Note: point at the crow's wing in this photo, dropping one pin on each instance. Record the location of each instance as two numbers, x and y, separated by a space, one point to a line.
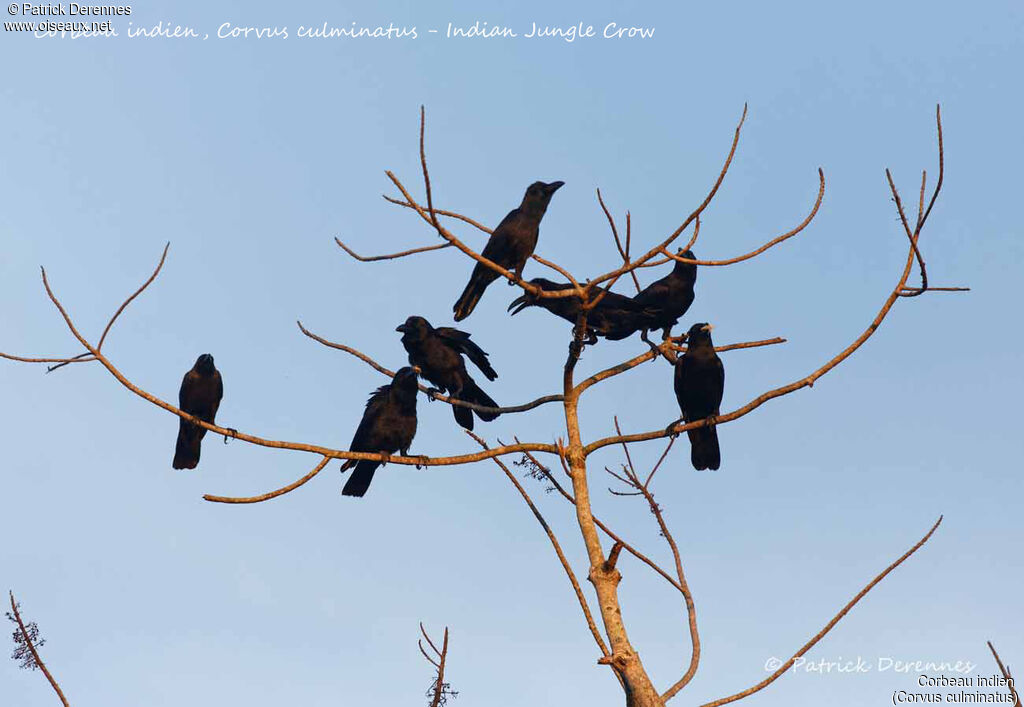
459 340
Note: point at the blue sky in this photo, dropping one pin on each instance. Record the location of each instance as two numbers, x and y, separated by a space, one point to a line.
251 156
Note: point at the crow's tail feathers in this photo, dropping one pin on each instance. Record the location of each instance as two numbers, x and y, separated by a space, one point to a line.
187 447
359 480
464 416
705 453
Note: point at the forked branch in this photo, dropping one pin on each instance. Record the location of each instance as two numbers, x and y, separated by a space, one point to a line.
26 635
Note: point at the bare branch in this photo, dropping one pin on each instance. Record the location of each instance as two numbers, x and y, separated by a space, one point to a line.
1005 669
624 252
136 293
439 690
390 256
689 219
820 634
604 529
774 242
557 547
27 635
272 494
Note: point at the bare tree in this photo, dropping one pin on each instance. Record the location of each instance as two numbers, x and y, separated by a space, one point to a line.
570 453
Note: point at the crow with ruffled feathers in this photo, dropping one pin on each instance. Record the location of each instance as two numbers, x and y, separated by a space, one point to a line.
439 352
200 394
510 244
388 425
669 298
615 317
699 381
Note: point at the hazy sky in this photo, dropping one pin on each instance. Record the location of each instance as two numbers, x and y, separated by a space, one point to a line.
250 156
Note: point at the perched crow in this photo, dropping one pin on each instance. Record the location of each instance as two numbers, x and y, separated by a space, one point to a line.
510 245
200 396
614 318
699 381
438 354
671 296
388 425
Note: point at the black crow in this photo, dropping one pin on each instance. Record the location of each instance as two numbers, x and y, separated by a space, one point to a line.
200 394
614 318
388 425
699 381
510 245
670 297
438 354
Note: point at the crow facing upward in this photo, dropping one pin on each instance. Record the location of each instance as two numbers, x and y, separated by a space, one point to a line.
698 382
438 354
510 244
200 394
388 425
614 318
670 297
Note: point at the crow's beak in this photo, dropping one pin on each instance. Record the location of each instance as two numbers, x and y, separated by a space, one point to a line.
520 303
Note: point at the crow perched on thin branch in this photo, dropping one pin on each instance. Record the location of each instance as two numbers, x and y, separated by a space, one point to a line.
388 425
699 381
200 394
670 297
510 245
614 318
438 354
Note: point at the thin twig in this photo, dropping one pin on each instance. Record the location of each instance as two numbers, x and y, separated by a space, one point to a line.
820 634
1005 669
557 547
390 256
35 654
272 494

#####

Copy out each of the entries above verbatim, from first to last, omitting the picture.

Note: point at the crow's wing in this photo, dropping one pin on each instance. Record the location of each instance as two numbers, x and y, separated by a space, one point to a line.
459 340
Note: point at the blue sky in this photo, dropping one pin on each instance. Record the location of each instance as two numbers, x and y, separated by a space, one point to a line.
251 156
Note: point at the crow's tail feathers in this photo, dropping one pin on each instance. Record the location of each instance as two numbers, x and y, separated by a space, one point to a line.
187 447
359 480
464 416
705 453
Note: point at the forked branch in this photo, dropping one pin on each instance. Record the location of each instance as two numbers, x and y, separated by a space, one point to a line.
26 635
Note: point at the bare branch in this photo, dropping one pin on each instance. Record the location of each instance as two numbers, x and y, separated by a space, one point to a line.
1005 669
624 252
136 293
439 690
390 256
689 219
820 634
604 529
774 242
557 547
27 635
272 494
Note: point at the bare tree in this photo, dropping one pin on each instance. Record the location of each instance as two numbers, x and y, separated by a space, one point to a line.
570 453
Note: point at the crow with ruffled feathers in this photo, dropping one pin on each instance. Record the location of each instance as two numbers, x and y, separated by a space, one point to a line.
439 352
200 394
510 244
388 425
669 298
615 317
699 381
Note: point at the hazy sky in this photo, dropping one pin on each instance. Record the location of each instance as two numbers, x and y, separated by a space, one point to a line.
250 156
Note: point at the perched crow in this photo, dropping one pin on each instance. Record the location of each instance as two numbers, x and y, separated by a space, one point to a line.
510 245
200 396
614 318
699 381
438 354
671 296
388 425
Note: point at the black crow in this photo, dropping one pin on each instance. Record the location of each instance as two numbers, x and y, separated by a space, one point to a line.
200 394
614 318
388 425
699 381
510 245
670 297
438 354
Note: point at the crow facing upward in this photo, dropping one pin on each instance. Record the location of each instance as two numbers, x and y, separated by a space, one point to a line.
698 382
438 354
510 244
200 394
388 425
614 318
670 297
Note: point at the crow's beak in this photo, dropping one pin on each instance. Record the location of each instance as two numbers, x and y, separated by a space, one point to a line.
520 303
Note: point at the crow perched on thin branch in this photo, dropping one pin on each instance. Record the location of each instance as two numbers, x and y, separated by a space, one point to a line.
388 425
699 381
200 394
670 297
510 245
614 318
438 354
Note: point at the thin twig in this photo, dropping one pin on each instance. Record the location of each instance as two numbers, x and y, separated by a space, one point to a line.
820 634
1005 669
557 547
390 256
35 654
272 494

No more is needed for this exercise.